→ WHAT YOU NEED TO DO
For this exercise, copy exactly every line from the one holding "Target: tiled floor" through the end of the data, both included. Omit pictures.

Collection entries:
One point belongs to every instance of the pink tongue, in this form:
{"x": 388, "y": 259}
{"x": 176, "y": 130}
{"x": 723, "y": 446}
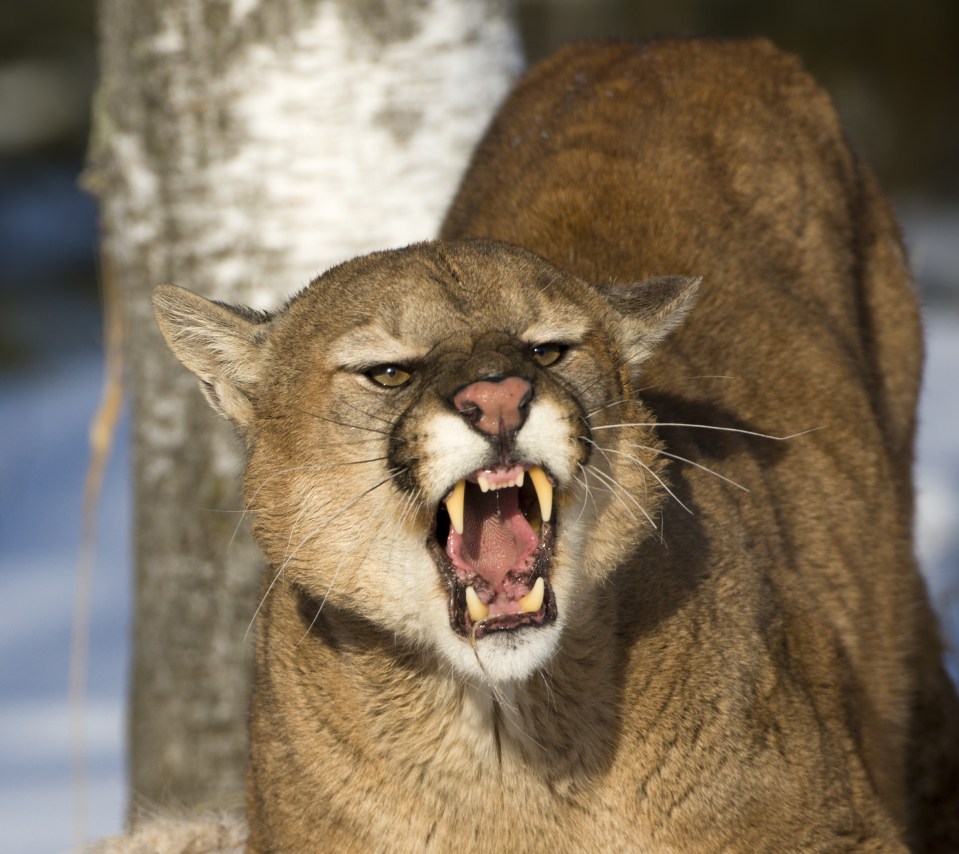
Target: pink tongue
{"x": 496, "y": 537}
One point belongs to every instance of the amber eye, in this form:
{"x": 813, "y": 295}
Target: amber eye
{"x": 389, "y": 376}
{"x": 548, "y": 354}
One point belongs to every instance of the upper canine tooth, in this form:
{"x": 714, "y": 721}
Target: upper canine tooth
{"x": 455, "y": 504}
{"x": 478, "y": 611}
{"x": 533, "y": 600}
{"x": 544, "y": 491}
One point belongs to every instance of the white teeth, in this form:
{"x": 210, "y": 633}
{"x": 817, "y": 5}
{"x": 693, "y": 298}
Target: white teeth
{"x": 455, "y": 506}
{"x": 532, "y": 601}
{"x": 483, "y": 481}
{"x": 544, "y": 491}
{"x": 479, "y": 611}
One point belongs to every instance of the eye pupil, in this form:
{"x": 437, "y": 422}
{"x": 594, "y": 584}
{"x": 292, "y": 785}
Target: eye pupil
{"x": 548, "y": 354}
{"x": 389, "y": 376}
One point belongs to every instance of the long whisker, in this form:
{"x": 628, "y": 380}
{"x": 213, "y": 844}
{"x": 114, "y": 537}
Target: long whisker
{"x": 345, "y": 423}
{"x": 326, "y": 596}
{"x": 692, "y": 463}
{"x": 312, "y": 535}
{"x": 613, "y": 491}
{"x": 309, "y": 467}
{"x": 711, "y": 427}
{"x": 639, "y": 462}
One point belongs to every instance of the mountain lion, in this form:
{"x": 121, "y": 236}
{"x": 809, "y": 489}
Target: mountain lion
{"x": 589, "y": 524}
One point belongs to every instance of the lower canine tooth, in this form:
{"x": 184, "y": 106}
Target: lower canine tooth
{"x": 533, "y": 600}
{"x": 478, "y": 611}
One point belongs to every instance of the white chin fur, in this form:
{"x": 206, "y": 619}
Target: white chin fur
{"x": 501, "y": 657}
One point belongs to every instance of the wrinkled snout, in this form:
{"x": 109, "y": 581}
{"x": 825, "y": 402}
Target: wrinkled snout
{"x": 497, "y": 405}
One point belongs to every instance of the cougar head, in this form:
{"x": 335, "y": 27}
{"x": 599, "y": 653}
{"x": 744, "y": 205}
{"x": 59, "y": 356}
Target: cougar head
{"x": 444, "y": 439}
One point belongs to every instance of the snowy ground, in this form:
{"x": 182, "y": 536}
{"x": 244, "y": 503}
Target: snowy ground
{"x": 43, "y": 422}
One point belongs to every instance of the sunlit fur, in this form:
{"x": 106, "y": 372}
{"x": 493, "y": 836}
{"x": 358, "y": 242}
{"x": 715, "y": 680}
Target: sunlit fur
{"x": 743, "y": 657}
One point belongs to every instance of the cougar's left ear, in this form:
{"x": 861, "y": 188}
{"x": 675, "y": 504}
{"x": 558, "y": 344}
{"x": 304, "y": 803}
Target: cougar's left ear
{"x": 221, "y": 344}
{"x": 649, "y": 312}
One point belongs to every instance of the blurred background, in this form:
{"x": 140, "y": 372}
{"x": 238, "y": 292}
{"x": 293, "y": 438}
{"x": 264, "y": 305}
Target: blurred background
{"x": 892, "y": 67}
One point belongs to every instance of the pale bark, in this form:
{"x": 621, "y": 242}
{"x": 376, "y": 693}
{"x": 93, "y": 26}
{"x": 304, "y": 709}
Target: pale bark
{"x": 240, "y": 148}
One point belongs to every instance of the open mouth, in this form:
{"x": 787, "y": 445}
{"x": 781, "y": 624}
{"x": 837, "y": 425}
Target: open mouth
{"x": 494, "y": 544}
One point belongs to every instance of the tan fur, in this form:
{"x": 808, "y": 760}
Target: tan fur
{"x": 756, "y": 670}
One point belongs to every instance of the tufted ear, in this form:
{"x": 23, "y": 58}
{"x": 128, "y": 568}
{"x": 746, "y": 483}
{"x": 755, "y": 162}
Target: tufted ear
{"x": 649, "y": 312}
{"x": 221, "y": 344}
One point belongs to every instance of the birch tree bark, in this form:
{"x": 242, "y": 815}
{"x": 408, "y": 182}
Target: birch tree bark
{"x": 240, "y": 147}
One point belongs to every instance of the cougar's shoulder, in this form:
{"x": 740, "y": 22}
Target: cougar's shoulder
{"x": 601, "y": 543}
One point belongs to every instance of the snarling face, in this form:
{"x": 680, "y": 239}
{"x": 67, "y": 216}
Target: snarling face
{"x": 445, "y": 441}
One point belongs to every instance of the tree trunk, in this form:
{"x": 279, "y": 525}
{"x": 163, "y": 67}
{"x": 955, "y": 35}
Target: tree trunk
{"x": 239, "y": 149}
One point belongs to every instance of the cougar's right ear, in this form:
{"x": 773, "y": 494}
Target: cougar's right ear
{"x": 221, "y": 344}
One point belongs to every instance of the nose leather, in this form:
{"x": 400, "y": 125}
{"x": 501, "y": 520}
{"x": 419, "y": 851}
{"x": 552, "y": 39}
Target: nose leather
{"x": 495, "y": 406}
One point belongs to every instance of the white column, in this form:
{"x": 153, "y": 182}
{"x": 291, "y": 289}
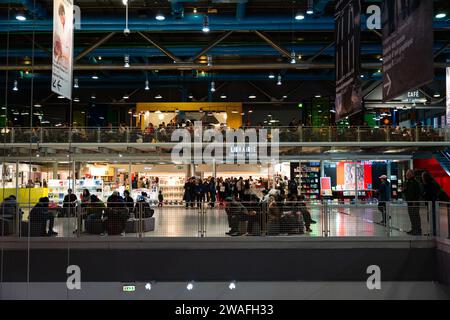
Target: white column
{"x": 17, "y": 181}
{"x": 130, "y": 181}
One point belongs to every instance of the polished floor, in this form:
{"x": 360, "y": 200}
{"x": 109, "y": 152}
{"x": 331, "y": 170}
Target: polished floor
{"x": 341, "y": 222}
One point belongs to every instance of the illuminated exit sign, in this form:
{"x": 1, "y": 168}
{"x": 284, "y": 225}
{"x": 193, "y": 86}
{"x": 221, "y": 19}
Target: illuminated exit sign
{"x": 128, "y": 288}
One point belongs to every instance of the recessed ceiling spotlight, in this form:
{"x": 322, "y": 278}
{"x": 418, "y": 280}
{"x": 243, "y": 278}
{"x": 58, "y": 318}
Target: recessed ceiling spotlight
{"x": 126, "y": 61}
{"x": 205, "y": 24}
{"x": 160, "y": 16}
{"x": 21, "y": 16}
{"x": 299, "y": 15}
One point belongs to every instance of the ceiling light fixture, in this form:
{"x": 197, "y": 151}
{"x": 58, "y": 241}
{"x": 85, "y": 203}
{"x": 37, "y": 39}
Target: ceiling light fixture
{"x": 299, "y": 15}
{"x": 209, "y": 61}
{"x": 160, "y": 16}
{"x": 293, "y": 58}
{"x": 205, "y": 24}
{"x": 126, "y": 60}
{"x": 310, "y": 9}
{"x": 21, "y": 16}
{"x": 279, "y": 80}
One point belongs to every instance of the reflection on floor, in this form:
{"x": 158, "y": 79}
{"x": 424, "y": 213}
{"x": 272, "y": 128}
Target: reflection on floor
{"x": 343, "y": 222}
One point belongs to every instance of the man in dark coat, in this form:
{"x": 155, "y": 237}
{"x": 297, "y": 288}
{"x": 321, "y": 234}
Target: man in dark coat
{"x": 412, "y": 193}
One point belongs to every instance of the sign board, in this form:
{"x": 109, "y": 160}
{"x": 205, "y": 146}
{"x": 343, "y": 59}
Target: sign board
{"x": 448, "y": 95}
{"x": 62, "y": 53}
{"x": 128, "y": 288}
{"x": 325, "y": 187}
{"x": 348, "y": 65}
{"x": 407, "y": 46}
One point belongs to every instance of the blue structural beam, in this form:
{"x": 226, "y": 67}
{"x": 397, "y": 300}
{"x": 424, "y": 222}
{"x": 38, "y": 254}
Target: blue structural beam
{"x": 32, "y": 6}
{"x": 189, "y": 23}
{"x": 220, "y": 50}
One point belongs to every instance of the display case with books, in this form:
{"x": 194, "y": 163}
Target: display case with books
{"x": 94, "y": 186}
{"x": 57, "y": 189}
{"x": 310, "y": 179}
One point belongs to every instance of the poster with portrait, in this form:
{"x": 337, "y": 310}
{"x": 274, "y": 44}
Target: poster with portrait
{"x": 448, "y": 95}
{"x": 349, "y": 176}
{"x": 407, "y": 46}
{"x": 348, "y": 63}
{"x": 62, "y": 53}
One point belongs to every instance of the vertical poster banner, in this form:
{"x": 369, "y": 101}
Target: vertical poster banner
{"x": 62, "y": 65}
{"x": 348, "y": 64}
{"x": 407, "y": 46}
{"x": 448, "y": 96}
{"x": 325, "y": 187}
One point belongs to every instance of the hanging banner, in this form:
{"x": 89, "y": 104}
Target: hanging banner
{"x": 407, "y": 46}
{"x": 62, "y": 66}
{"x": 348, "y": 66}
{"x": 448, "y": 96}
{"x": 325, "y": 187}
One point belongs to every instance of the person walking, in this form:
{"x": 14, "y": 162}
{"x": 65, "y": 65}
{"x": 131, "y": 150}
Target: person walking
{"x": 212, "y": 192}
{"x": 432, "y": 192}
{"x": 384, "y": 196}
{"x": 412, "y": 194}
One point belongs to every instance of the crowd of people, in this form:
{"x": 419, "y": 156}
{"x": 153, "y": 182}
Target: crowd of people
{"x": 294, "y": 131}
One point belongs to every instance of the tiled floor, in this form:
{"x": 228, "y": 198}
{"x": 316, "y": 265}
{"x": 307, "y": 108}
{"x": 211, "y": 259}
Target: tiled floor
{"x": 343, "y": 222}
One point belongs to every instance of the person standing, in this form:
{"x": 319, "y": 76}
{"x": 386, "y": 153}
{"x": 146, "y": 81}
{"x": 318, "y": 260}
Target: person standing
{"x": 431, "y": 191}
{"x": 384, "y": 196}
{"x": 69, "y": 203}
{"x": 412, "y": 194}
{"x": 212, "y": 192}
{"x": 129, "y": 202}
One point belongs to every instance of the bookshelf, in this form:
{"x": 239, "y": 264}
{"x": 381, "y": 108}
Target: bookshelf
{"x": 310, "y": 179}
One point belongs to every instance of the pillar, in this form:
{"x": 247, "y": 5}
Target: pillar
{"x": 356, "y": 181}
{"x": 130, "y": 181}
{"x": 17, "y": 181}
{"x": 55, "y": 170}
{"x": 214, "y": 171}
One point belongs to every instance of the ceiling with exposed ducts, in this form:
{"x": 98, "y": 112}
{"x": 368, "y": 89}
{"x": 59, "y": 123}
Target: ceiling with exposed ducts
{"x": 248, "y": 49}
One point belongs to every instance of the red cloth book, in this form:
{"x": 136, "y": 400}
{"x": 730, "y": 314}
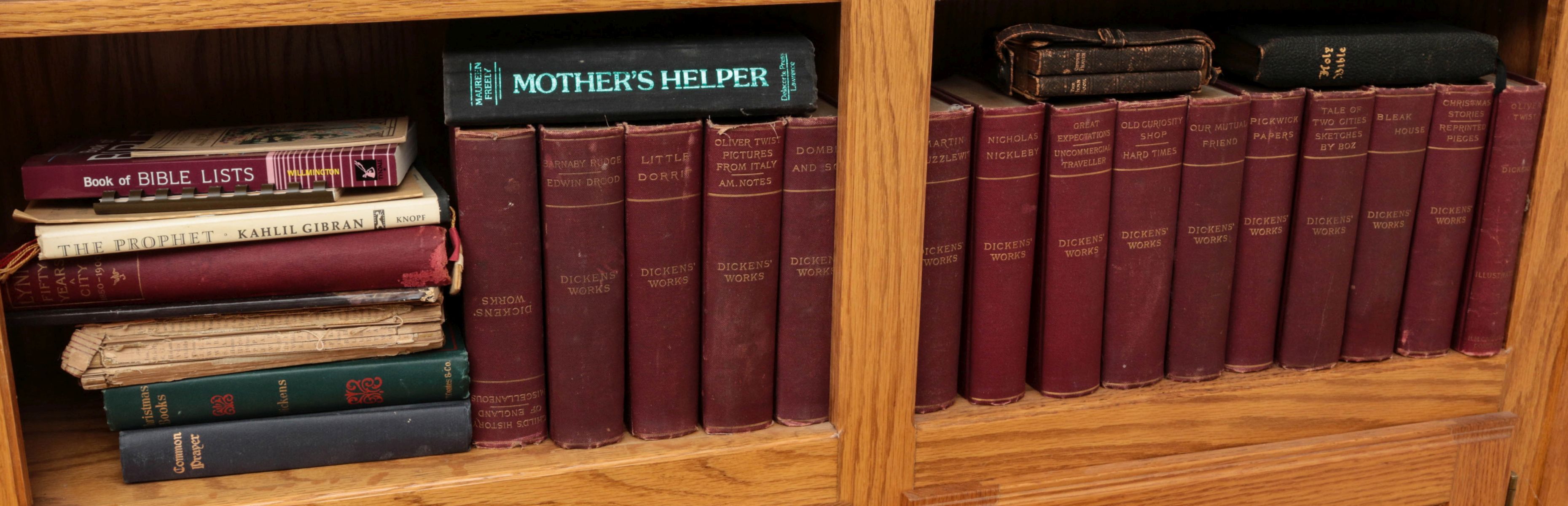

→ EXERCISE ANSWER
Target: tiled floor
{"x": 343, "y": 222}
One point belongs to every instance of the person standing, in this form:
{"x": 319, "y": 76}
{"x": 386, "y": 153}
{"x": 146, "y": 81}
{"x": 318, "y": 260}
Target: person standing
{"x": 431, "y": 191}
{"x": 384, "y": 196}
{"x": 69, "y": 203}
{"x": 412, "y": 194}
{"x": 212, "y": 192}
{"x": 129, "y": 202}
One point belongs to every instance of the bookshelf, in this form:
{"x": 239, "y": 264}
{"x": 381, "y": 108}
Target: bookshelf
{"x": 310, "y": 179}
One point belongs to every instance of the pillar, in this form:
{"x": 247, "y": 5}
Target: pillar
{"x": 356, "y": 181}
{"x": 130, "y": 181}
{"x": 17, "y": 181}
{"x": 55, "y": 170}
{"x": 214, "y": 171}
One point belongs to every instance of the ceiling with exposed ducts, in this form:
{"x": 98, "y": 112}
{"x": 368, "y": 89}
{"x": 59, "y": 123}
Target: ceiling with exposed ducts
{"x": 248, "y": 49}
One point belongs to every instance of the red cloth book, in this form:
{"x": 136, "y": 400}
{"x": 730, "y": 314}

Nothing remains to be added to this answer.